─── Extract

Re: Lot of GC on two nodes out of 7

Jonathan Haddad Fri, 04 Mar 2016 11:25:47 -0800

Without looking at your GC logs (you never posted a gist), my assumption
would be you're doing a lot of copying between survivor generations, and
they're taking a long time.  You're probably also copying a lot of data to
your old gen as a result of having full-ish survivor spaces to begin with.


On Thu, Mar 3, 2016 at 10:26 PM Jeff Jirsa <jeff.ji...@crowdstrike.com>
wrote:

> I’d personally would have gone the other way – if you’re seeing parnew,
> increasing new gen instead of decreasing it should help drop (faster)
> rather than promoting to sv/oldgen (slower) ?
>
>
>
> From: Anishek Agarwal
> Reply-To: "user@cassandra.apache.org"
> Date: Thursday, March 3, 2016 at 8:55 PM
>
> To: "user@cassandra.apache.org"
> Subject: Re: Lot of GC on two nodes out of 7
>
> Hello,
>
> Bryan, most of the partition sizes are under 45 KB
>
> I have tried with concurrent_compactors : 8 for one of the nodes still no
> improvement,
> I have tried max_heap_Size : 8G, no improvement.
>
> I will try the newHeapsize of 2G though i am sure CMS will be a longer
> then.
>
> Also doesn't look like i mentioned what type of GC was causing the
> problems. On both the nodes its the ParNewGC thats taking long for each run
> and too many runs are happening in succession.
>
> anishek
>
>
> On Fri, Mar 4, 2016 at 5:36 AM, Bryan Cheng <br...@blockcypher.com> wrote:
>
>> Hi Anishek,
>>
>> In addition to the good advice others have given, do you notice any
>> abnormally large partitions? What does cfhistograms report for 99%
>> partition size? A few huge partitions will cause very disproportionate load
>> on your cluster, including high GC.
>>
>> --Bryan
>>
>> On Wed, Mar 2, 2016 at 9:28 AM, Amit Singh F <amit.f.si...@ericsson.com>
>> wrote:
>>
>>> Hi Anishek,
>>>
>>>
>>>
>>> We too faced similar problem in 2.0.14 and after doing some research we
>>> config few parameters in Cassandra.yaml and was able to overcome GC pauses
>>> . Those are :
>>>
>>>
>>>
>>> ·         memtable_flush_writers : increased from 1 to 3 as from
>>> tpstats output  we can see mutations dropped so it means writes are getting
>>> blocked, so increasing number will have those catered.

──────

### Exercise 1:
Decide whether each statement agrees with the thread on garbage collection, giving yes or no and quoting the words that settle it. (a) Anishek tried a max_heap_Size of 8G and saw no improvement. (b) On both nodes, the long-running collection is ParNewGC. (c) Amit's team raised memtable_flush_writers from 1 to 5.
### Exercise 2:
List every person the thread on garbage collection shows as the writer of a message.

─── Data section

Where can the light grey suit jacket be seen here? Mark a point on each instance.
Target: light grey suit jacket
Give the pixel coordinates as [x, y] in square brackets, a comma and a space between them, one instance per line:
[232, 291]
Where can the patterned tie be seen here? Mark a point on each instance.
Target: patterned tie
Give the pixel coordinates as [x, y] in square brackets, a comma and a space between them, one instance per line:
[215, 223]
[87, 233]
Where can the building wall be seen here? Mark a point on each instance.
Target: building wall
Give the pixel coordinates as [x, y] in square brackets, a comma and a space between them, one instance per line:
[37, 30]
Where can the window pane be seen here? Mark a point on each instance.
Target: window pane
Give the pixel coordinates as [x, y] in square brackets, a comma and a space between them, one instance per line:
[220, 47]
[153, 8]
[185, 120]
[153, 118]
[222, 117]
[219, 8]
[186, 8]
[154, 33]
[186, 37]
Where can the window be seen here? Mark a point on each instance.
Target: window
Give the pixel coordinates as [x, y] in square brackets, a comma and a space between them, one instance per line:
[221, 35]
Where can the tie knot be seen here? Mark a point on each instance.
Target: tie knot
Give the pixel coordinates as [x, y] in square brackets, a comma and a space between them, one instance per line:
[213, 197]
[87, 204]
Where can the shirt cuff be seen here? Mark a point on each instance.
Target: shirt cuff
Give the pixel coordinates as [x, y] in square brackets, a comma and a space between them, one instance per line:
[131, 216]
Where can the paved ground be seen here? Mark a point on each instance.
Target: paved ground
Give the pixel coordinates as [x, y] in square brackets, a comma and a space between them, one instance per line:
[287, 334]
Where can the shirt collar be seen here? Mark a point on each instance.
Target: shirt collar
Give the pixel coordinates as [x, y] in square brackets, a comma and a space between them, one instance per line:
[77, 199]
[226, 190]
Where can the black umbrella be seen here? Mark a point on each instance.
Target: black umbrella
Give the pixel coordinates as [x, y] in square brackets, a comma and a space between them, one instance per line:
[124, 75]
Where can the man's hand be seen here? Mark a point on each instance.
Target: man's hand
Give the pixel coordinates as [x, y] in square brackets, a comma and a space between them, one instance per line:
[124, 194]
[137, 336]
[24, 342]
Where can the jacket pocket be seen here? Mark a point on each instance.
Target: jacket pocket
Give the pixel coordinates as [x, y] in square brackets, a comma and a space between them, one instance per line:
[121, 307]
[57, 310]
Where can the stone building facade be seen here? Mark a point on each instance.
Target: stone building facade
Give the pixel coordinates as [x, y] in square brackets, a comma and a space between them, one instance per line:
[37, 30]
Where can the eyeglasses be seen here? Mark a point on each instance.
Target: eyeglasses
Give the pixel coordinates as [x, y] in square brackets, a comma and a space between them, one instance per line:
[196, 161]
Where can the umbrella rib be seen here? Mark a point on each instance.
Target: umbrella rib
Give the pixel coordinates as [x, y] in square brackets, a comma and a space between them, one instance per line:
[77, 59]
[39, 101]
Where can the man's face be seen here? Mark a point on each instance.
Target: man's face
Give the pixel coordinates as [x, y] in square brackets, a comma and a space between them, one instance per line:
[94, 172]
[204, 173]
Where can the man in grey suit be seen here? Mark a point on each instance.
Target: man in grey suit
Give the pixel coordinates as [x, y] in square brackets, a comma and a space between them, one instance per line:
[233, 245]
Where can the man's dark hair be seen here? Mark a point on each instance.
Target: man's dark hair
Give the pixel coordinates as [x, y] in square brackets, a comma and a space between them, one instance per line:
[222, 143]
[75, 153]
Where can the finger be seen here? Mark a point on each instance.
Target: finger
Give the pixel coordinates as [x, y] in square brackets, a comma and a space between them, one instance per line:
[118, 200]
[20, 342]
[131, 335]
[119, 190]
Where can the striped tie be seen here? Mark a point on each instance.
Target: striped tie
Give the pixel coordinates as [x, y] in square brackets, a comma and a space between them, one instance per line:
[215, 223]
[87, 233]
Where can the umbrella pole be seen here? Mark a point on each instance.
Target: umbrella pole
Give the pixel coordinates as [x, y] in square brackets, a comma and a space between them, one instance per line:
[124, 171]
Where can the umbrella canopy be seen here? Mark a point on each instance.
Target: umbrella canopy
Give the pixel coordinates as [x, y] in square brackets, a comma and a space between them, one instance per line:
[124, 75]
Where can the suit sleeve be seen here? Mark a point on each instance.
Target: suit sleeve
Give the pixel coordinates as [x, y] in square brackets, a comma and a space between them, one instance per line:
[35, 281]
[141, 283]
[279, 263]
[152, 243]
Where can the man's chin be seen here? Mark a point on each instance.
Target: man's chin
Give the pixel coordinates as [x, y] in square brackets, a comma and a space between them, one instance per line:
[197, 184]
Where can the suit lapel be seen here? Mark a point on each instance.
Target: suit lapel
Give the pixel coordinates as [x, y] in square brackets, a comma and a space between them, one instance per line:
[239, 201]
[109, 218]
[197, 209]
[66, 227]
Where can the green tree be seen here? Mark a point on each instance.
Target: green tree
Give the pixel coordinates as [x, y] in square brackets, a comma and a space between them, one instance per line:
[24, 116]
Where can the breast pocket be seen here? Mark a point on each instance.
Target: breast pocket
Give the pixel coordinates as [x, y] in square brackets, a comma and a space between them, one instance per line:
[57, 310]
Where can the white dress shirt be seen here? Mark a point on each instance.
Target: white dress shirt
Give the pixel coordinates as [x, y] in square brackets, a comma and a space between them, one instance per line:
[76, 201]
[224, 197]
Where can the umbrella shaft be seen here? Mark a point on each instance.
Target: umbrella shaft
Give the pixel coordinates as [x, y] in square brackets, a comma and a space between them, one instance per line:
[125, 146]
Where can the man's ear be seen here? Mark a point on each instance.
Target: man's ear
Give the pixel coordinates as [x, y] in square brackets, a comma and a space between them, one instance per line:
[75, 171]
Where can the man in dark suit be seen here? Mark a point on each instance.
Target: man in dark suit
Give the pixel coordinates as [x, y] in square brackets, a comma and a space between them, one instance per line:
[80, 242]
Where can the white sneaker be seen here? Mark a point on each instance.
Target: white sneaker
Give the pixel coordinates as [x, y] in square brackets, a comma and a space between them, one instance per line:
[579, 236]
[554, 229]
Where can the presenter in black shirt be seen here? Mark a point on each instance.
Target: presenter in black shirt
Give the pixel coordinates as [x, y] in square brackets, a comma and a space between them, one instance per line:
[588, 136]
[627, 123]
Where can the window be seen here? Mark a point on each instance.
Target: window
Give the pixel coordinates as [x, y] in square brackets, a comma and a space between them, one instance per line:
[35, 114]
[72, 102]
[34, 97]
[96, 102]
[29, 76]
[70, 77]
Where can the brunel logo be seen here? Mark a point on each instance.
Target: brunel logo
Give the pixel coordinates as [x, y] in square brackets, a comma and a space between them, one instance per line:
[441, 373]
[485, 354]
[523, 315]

──────

### Full solution 1:
(a) Yes: "I have tried max_heap_Size : 8G, no improvement."
(b) Yes: "On both the nodes its the ParNewGC thats taking long for each run"
(c) No: "memtable_flush_writers : increased from 1 to 3"

### Full solution 2:
Jonathan Haddad
Jeff Jirsa
Anishek Agarwal
Bryan Cheng
Amit Singh F